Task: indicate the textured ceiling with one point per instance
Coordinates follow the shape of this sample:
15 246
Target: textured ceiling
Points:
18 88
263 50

++++++++++

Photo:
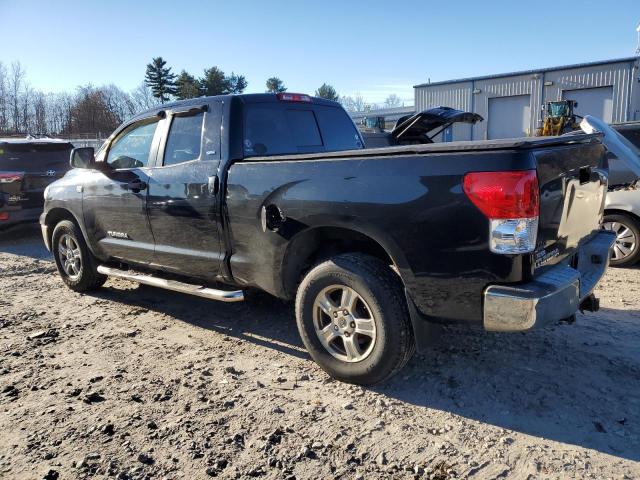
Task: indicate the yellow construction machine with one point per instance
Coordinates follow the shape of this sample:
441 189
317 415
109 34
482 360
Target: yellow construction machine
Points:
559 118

++++++++++

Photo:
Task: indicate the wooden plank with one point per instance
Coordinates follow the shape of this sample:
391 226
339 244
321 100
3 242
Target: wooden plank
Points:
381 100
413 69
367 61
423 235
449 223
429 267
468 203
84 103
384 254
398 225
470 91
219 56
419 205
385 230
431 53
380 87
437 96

++++++++++

_What to produce_
Whenever a line in the listing above includes the word "ceiling", return that line.

_Response area_
Task: indicate the textured ceiling with one point per instance
Target: textured ceiling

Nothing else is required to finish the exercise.